■ REQUIRED WORK ■
Set down all of the entries precisely as they were written.
□ □ □ □ □ □ □
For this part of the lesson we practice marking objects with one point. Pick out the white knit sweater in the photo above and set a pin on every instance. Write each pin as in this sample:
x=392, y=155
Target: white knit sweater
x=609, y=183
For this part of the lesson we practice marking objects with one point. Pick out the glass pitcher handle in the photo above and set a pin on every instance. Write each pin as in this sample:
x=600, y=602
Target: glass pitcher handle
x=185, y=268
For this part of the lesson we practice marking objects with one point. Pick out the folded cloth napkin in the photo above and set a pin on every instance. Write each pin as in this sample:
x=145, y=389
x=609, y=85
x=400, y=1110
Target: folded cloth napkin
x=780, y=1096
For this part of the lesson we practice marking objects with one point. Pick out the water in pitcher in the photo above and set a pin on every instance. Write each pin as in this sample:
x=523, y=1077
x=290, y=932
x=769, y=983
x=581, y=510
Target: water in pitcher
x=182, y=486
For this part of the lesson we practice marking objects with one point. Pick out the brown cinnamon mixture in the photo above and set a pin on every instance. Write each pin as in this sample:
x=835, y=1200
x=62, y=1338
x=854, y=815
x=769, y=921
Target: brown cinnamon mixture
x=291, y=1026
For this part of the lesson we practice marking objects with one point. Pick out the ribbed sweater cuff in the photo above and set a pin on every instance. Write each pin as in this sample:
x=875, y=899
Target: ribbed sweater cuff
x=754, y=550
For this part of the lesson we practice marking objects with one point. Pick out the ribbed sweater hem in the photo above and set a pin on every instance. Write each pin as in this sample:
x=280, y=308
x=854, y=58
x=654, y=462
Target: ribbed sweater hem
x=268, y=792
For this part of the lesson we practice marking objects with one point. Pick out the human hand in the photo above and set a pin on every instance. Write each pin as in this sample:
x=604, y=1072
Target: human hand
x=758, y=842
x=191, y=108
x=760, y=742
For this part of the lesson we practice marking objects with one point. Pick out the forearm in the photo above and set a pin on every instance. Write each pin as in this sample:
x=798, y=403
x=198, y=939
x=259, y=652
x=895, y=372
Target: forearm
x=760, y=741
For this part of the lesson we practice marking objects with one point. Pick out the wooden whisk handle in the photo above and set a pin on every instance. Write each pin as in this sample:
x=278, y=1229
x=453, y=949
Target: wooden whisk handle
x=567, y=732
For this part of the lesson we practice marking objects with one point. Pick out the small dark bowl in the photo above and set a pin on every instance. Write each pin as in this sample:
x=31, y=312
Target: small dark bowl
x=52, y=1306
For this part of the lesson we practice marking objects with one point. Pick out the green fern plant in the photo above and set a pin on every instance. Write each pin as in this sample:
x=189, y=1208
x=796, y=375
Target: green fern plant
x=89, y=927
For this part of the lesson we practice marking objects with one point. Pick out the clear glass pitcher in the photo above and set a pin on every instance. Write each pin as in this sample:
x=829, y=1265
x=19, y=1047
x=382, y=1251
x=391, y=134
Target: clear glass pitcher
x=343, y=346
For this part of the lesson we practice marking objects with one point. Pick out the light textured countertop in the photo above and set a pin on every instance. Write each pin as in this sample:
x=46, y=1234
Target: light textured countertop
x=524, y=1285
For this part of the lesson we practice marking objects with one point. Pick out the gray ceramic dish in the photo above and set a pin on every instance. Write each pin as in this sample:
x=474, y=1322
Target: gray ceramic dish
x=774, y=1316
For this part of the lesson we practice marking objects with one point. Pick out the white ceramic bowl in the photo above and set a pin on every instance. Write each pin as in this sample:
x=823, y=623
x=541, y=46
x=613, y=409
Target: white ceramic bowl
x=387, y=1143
□ □ □ □ □ □ □
■ REPLY TO THE TASK ■
For this part of the lesson we practice marking objects with one point. Pick out the white knit sweater in the photo above and set a pin on every instance. Write each pin as in this sample:
x=392, y=155
Target: white knit sweater
x=609, y=183
For this part of the lesson we practice marking objects with one point. Pick out the glass pitcher handle in the photo above and set a pin on every instance. Write each pin as in this sample:
x=600, y=602
Target: glass pitcher handle
x=185, y=268
For this part of the lesson we practice marking objects with one point. Pick out the folded cloth napkin in the photo above and set a pin on every instance. Write each pin as in this sample:
x=145, y=389
x=609, y=85
x=400, y=1110
Target: folded cloth napkin
x=780, y=1096
For this part of the lesson we practice marking objects with one point. Pick out the water in pitcher in the photo above and set a pin on every instance. Write each pin as in this sample:
x=523, y=1077
x=290, y=932
x=769, y=983
x=581, y=510
Target: water in pitcher
x=182, y=486
For this part of the lesson we practice marking objects with one point. Pick out the brown cinnamon mixture in the photo above and set a pin on every instance. Write each pin as in this sample:
x=835, y=1200
x=62, y=1338
x=854, y=815
x=769, y=921
Target: brown cinnamon mixture
x=291, y=1026
For this part of the lesson we practice marking objects with one point. Pick out the ribbed sweater cuff in the photo above and set a pin on every instance. Write each pin as in this sample:
x=875, y=899
Target: ribbed sweater cuff
x=754, y=550
For this part of the lesson we practice marking objects with one point. Pick out the ribbed sweater hem in the photo above and set a pin on every instance. Write each pin as in this sample:
x=280, y=308
x=854, y=58
x=654, y=462
Target: ribbed sweater hem
x=268, y=792
For this part of the lesson we practice marking objects with one point. Pick out the human hand in the photo above and set a pin on every instance. Write each pin as in this sample:
x=604, y=1072
Target: human hand
x=758, y=842
x=191, y=108
x=760, y=742
For this part of the lesson we practice marking objects with one point. Pick out the forearm in the photo above and set a pin on every instance. Write each pin as in this sample:
x=798, y=403
x=198, y=939
x=259, y=652
x=895, y=372
Target: forearm
x=760, y=741
For this part of the lesson we practice marking objects with one point. Pick out the wooden whisk handle in the photo above and set a pin on every instance. Write each pin as in this sample:
x=278, y=1229
x=453, y=949
Target: wooden whisk handle
x=567, y=732
For this part of the lesson we practice marking objects with one point. Pick out the small dark bowl in the photo above and set a pin on every instance. Write each pin as in this sample:
x=31, y=312
Target: small dark bowl
x=52, y=1306
For this part of the lesson we practice marking objects with one point. Pick out the green fern plant in the photo above and set a pin on every instance. Write each pin as in this sample:
x=189, y=1208
x=796, y=375
Target: green fern plant
x=89, y=927
For this part of the lesson we practice marking objects with one point. Pick out the clear glass pitcher in the photo above and set a pin on every instance. Write each pin as in this sample:
x=829, y=1265
x=19, y=1047
x=382, y=1251
x=391, y=134
Target: clear glass pitcher
x=343, y=346
For this part of the lesson we practice marking objects with one point. Pick out the light textured countertop in the photo above and set a pin on every instance. Write each pin as in this sample:
x=46, y=1234
Target: light textured countertop
x=524, y=1285
For this part of the lesson we practice marking objects with one point. Pick out the gray ceramic dish in the photo above and set a pin on every instance. Write each pin as in this sample:
x=474, y=1322
Target: gray ceramic dish
x=774, y=1316
For this part of the lesson we practice marking objects with one point. Pick out the white ceramic bowl in the photo above and set a pin on every instance. Write each pin as in this sample:
x=823, y=623
x=541, y=46
x=613, y=409
Target: white ceramic bowl
x=387, y=1143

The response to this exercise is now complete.